** Opening MATERIAL FOR THIS TASK block **

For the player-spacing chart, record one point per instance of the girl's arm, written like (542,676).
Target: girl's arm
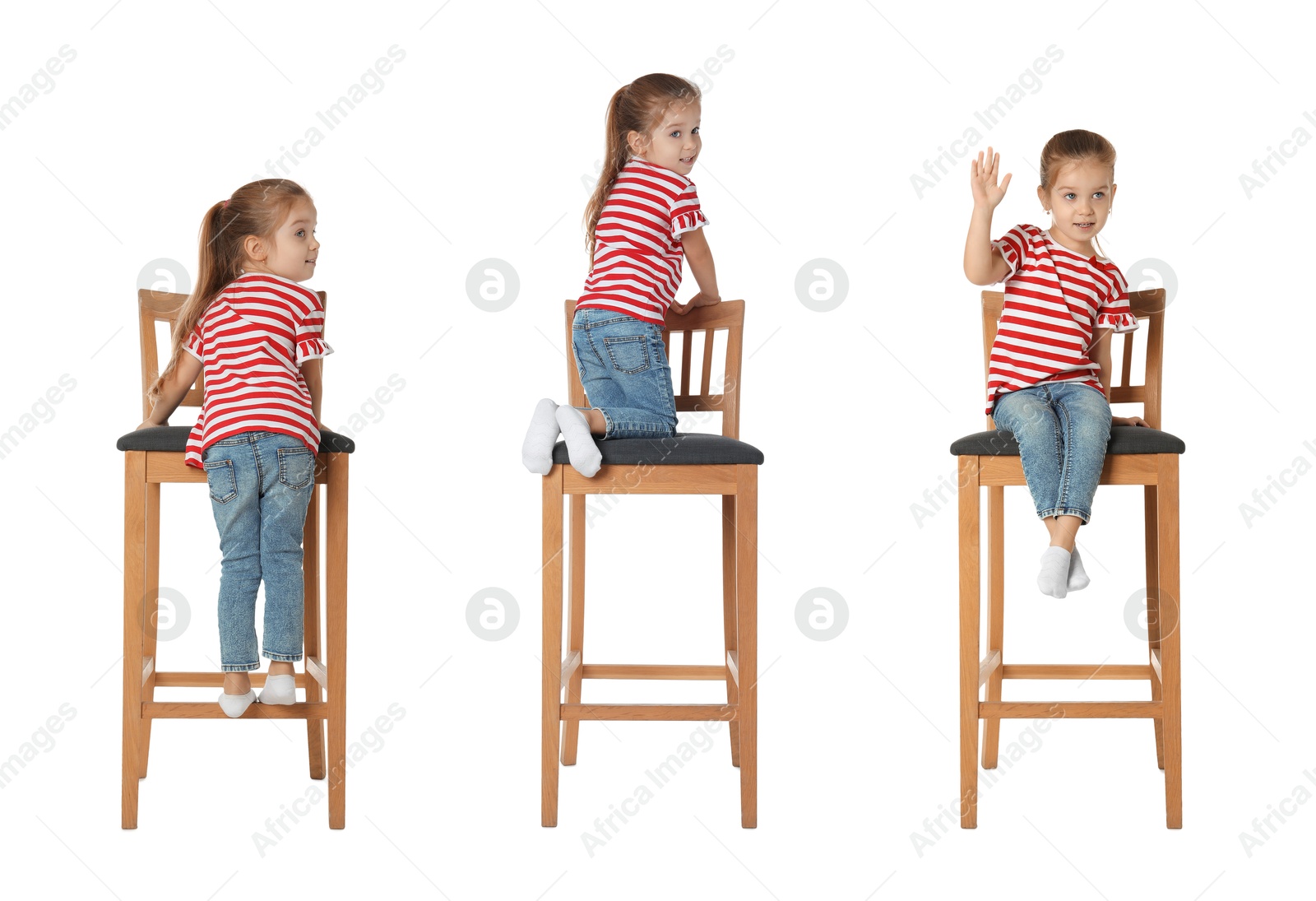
(174,390)
(701,260)
(313,372)
(982,263)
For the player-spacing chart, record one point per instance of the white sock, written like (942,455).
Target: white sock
(280,690)
(1078,576)
(1054,576)
(236,705)
(581,448)
(537,449)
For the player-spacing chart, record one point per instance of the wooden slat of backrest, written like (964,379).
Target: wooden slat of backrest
(1147,306)
(728,317)
(162,307)
(684,363)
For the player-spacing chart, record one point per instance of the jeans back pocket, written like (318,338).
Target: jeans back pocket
(629,355)
(221,481)
(296,467)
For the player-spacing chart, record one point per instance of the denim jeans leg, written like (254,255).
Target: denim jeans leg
(232,475)
(624,369)
(1026,412)
(289,471)
(1085,416)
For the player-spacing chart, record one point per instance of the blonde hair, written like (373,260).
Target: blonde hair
(1077,145)
(636,107)
(257,208)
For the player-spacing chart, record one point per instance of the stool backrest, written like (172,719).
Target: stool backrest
(162,307)
(1147,306)
(725,317)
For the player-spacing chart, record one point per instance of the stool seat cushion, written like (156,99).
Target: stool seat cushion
(1124,439)
(681,449)
(174,438)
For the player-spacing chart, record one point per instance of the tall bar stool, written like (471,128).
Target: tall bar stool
(155,456)
(686,464)
(1133,456)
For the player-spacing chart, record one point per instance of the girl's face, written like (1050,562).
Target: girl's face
(293,250)
(1079,201)
(674,142)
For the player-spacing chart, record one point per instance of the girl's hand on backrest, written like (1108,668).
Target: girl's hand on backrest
(984,179)
(701,300)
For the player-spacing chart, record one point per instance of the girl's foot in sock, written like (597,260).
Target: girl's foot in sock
(1054,576)
(537,449)
(236,705)
(1078,576)
(581,448)
(280,690)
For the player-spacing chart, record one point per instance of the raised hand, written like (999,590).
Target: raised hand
(984,179)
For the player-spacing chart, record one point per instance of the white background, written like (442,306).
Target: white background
(475,148)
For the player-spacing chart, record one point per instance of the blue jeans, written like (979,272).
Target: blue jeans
(624,370)
(1063,430)
(261,484)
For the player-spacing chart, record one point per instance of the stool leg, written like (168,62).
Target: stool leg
(747,637)
(336,627)
(1170,620)
(576,637)
(971,602)
(311,630)
(552,651)
(995,613)
(1149,519)
(730,611)
(151,613)
(135,592)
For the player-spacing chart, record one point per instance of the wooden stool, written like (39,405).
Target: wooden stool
(686,464)
(1133,456)
(155,456)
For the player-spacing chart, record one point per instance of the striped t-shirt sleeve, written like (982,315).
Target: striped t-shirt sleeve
(686,214)
(311,346)
(1013,247)
(1115,310)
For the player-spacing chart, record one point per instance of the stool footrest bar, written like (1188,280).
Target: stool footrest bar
(1077,671)
(651,671)
(214,680)
(212,710)
(648,712)
(1069,709)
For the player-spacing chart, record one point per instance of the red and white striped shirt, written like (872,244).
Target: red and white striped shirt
(637,249)
(1054,300)
(252,341)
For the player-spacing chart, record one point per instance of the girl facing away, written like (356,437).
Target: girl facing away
(642,217)
(257,332)
(1050,372)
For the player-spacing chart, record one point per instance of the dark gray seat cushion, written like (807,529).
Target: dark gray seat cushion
(681,449)
(174,438)
(1124,439)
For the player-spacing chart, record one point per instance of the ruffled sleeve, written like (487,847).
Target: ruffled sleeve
(1013,248)
(686,214)
(311,346)
(195,346)
(1116,313)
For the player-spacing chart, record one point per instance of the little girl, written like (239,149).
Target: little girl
(642,216)
(1050,364)
(257,333)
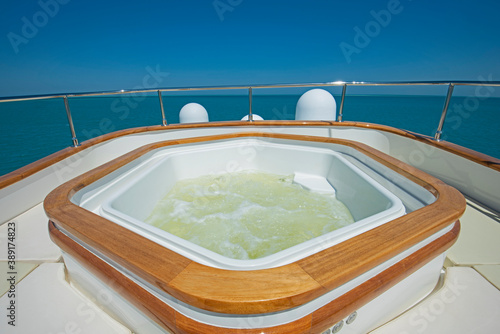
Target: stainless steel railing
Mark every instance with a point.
(437, 135)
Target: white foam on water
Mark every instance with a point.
(247, 215)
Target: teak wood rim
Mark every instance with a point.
(258, 291)
(39, 165)
(315, 322)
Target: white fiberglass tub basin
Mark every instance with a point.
(128, 197)
(386, 258)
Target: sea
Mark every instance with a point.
(31, 130)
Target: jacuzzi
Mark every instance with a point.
(391, 255)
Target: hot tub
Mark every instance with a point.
(99, 219)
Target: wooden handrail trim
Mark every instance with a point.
(316, 322)
(177, 275)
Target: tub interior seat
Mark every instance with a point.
(393, 206)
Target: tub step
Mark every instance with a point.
(314, 183)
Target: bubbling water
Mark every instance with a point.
(248, 214)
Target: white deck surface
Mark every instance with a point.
(46, 303)
(467, 303)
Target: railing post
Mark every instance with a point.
(163, 118)
(439, 130)
(250, 114)
(70, 121)
(341, 109)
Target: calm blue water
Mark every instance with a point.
(30, 130)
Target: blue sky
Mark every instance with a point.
(53, 46)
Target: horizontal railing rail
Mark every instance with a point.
(250, 88)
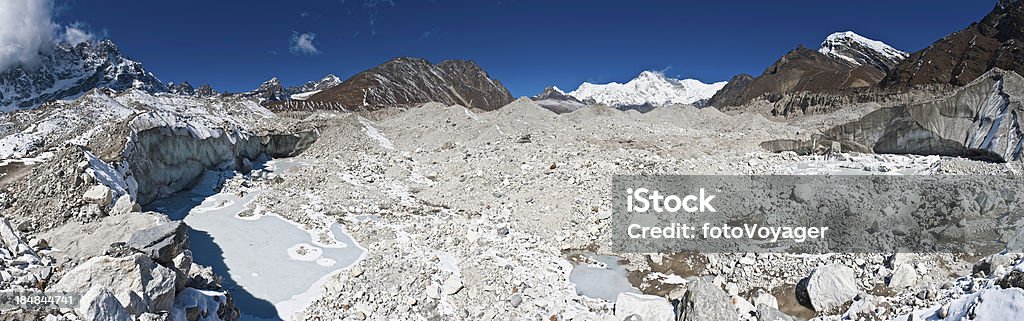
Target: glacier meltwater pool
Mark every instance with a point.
(271, 267)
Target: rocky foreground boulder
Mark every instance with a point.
(706, 302)
(150, 277)
(827, 288)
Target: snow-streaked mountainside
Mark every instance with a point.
(66, 71)
(858, 50)
(648, 88)
(410, 81)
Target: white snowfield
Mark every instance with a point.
(866, 46)
(648, 87)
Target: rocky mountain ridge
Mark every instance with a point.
(845, 61)
(995, 41)
(407, 81)
(67, 71)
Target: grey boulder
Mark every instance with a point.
(162, 242)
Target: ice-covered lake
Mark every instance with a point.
(271, 267)
(600, 277)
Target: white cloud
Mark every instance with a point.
(25, 28)
(76, 33)
(304, 44)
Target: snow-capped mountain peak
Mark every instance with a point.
(647, 88)
(858, 50)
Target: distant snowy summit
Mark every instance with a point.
(271, 90)
(858, 50)
(650, 88)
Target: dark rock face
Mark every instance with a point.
(800, 70)
(408, 81)
(979, 121)
(67, 71)
(996, 41)
(732, 93)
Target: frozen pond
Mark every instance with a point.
(271, 267)
(602, 278)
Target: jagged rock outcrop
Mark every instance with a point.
(408, 81)
(67, 71)
(995, 41)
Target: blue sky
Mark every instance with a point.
(235, 45)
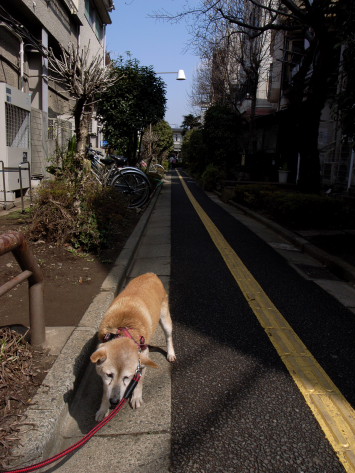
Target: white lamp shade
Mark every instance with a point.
(181, 75)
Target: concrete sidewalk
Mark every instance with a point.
(59, 420)
(134, 440)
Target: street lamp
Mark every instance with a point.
(180, 74)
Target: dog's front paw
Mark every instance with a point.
(101, 414)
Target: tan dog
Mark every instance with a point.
(126, 330)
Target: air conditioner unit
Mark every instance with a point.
(15, 145)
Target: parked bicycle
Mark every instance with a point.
(113, 171)
(154, 168)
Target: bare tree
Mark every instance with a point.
(313, 83)
(85, 78)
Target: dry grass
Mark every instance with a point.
(18, 382)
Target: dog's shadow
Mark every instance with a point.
(87, 398)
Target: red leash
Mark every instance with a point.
(86, 437)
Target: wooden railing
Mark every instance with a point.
(18, 245)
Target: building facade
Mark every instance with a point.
(28, 30)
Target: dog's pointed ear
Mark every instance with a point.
(99, 356)
(148, 362)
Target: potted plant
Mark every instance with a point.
(283, 173)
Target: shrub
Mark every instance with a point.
(83, 215)
(298, 210)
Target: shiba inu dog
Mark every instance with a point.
(125, 333)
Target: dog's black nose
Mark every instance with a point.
(114, 401)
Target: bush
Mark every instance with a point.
(298, 210)
(83, 215)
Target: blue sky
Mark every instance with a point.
(155, 43)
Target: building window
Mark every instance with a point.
(94, 20)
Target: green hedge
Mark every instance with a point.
(298, 210)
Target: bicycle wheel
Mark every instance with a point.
(134, 185)
(158, 169)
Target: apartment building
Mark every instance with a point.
(279, 118)
(32, 105)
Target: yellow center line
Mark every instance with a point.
(330, 408)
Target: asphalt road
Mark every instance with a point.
(235, 407)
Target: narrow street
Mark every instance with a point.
(235, 406)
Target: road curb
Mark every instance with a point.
(51, 403)
(336, 265)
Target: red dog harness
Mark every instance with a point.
(124, 332)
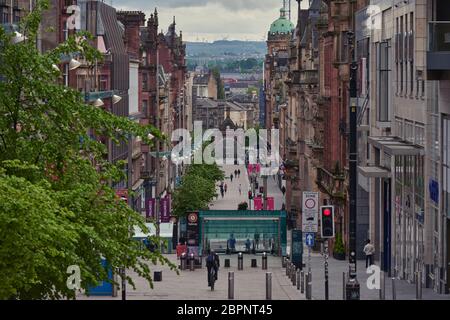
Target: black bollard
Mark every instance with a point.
(157, 276)
(183, 261)
(264, 261)
(240, 261)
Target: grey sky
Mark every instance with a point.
(210, 20)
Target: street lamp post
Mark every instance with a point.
(352, 286)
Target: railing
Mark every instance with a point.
(439, 35)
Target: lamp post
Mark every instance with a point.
(352, 286)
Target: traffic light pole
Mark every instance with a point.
(352, 286)
(326, 268)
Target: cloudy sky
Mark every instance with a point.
(209, 20)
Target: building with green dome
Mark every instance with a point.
(281, 26)
(276, 67)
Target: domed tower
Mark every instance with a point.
(280, 33)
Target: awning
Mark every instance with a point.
(394, 146)
(165, 231)
(374, 172)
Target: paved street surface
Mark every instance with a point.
(250, 282)
(232, 198)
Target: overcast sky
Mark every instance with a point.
(209, 20)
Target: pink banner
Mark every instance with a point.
(164, 209)
(151, 208)
(258, 204)
(270, 203)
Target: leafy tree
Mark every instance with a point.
(197, 189)
(57, 208)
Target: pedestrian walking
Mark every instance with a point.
(369, 250)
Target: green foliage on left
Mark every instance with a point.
(57, 207)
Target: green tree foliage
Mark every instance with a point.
(197, 189)
(57, 208)
(248, 65)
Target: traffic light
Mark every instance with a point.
(327, 221)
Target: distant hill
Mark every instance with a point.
(226, 48)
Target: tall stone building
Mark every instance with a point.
(162, 78)
(276, 68)
(404, 136)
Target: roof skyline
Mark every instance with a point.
(212, 20)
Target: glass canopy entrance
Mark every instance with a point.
(261, 231)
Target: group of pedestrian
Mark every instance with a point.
(223, 188)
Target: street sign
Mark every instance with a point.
(297, 248)
(309, 239)
(310, 212)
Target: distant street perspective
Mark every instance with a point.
(225, 150)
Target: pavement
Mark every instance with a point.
(249, 283)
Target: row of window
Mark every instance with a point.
(410, 131)
(5, 16)
(408, 83)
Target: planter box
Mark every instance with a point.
(339, 256)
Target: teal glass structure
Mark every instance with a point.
(265, 230)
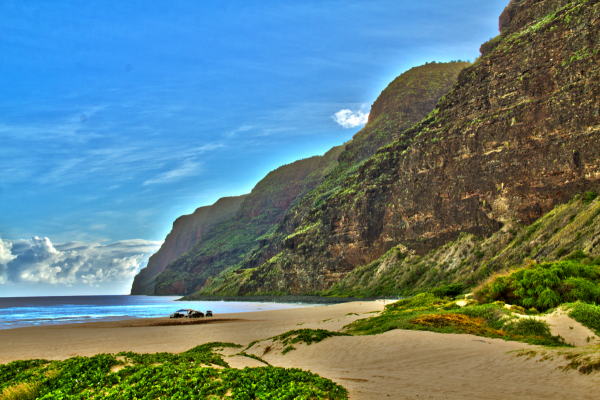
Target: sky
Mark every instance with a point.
(118, 117)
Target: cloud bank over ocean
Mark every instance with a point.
(38, 260)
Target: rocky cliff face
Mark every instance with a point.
(517, 135)
(409, 98)
(187, 231)
(229, 241)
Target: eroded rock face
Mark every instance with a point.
(518, 134)
(187, 231)
(229, 241)
(407, 99)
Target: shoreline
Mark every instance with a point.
(396, 364)
(290, 298)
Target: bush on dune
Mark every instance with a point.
(545, 286)
(586, 314)
(428, 312)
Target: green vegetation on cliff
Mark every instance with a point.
(186, 232)
(410, 97)
(229, 241)
(568, 231)
(461, 194)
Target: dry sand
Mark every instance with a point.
(397, 364)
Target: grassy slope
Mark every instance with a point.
(404, 102)
(229, 242)
(178, 241)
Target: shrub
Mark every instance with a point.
(448, 290)
(528, 327)
(22, 391)
(590, 196)
(586, 314)
(418, 301)
(544, 286)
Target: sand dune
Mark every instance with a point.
(397, 364)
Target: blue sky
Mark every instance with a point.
(118, 117)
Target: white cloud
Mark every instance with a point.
(351, 119)
(39, 261)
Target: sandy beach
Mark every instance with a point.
(397, 364)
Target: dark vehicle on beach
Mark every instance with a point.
(195, 314)
(187, 313)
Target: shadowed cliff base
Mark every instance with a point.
(516, 136)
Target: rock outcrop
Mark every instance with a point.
(187, 231)
(406, 100)
(517, 135)
(229, 241)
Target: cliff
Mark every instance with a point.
(516, 136)
(409, 98)
(187, 231)
(229, 241)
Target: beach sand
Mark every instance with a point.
(397, 364)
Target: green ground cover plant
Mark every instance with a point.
(160, 375)
(431, 313)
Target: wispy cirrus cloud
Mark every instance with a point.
(186, 169)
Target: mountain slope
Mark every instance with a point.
(227, 243)
(517, 135)
(409, 98)
(186, 232)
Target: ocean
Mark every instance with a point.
(17, 312)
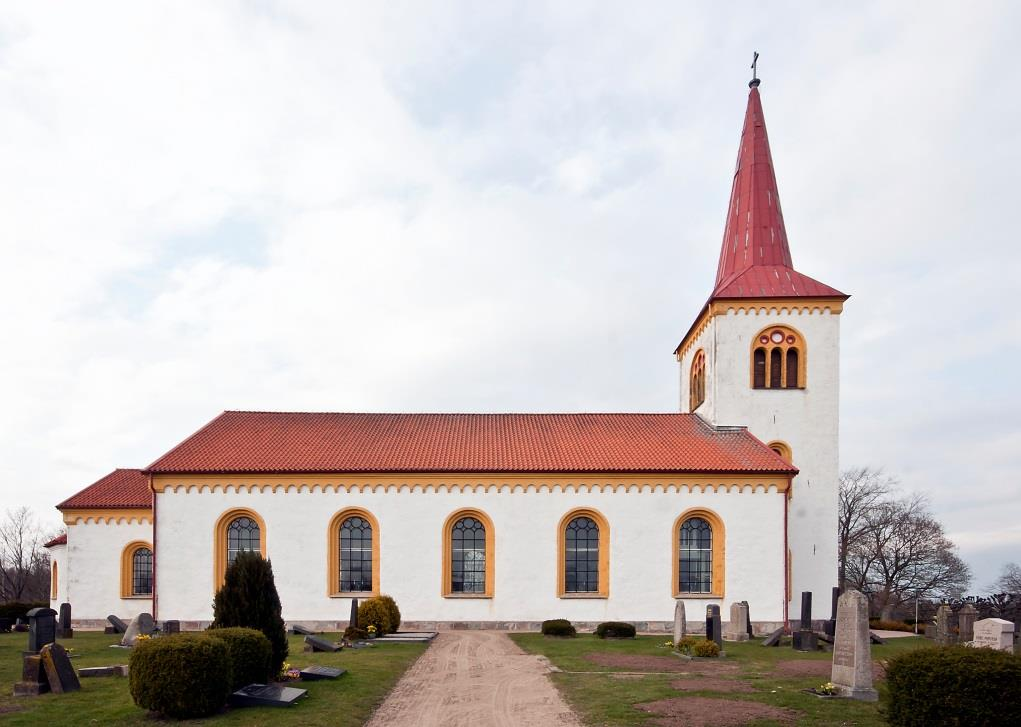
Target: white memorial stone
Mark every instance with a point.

** Closing MATERIAL FOR THIS TASK block **

• [TASK DIRECTIONS]: Every line of the listing that includes the word "road" belongs in the answer.

• [RESULT OF THIS TASK]:
Target: asphalt road
Target: road curb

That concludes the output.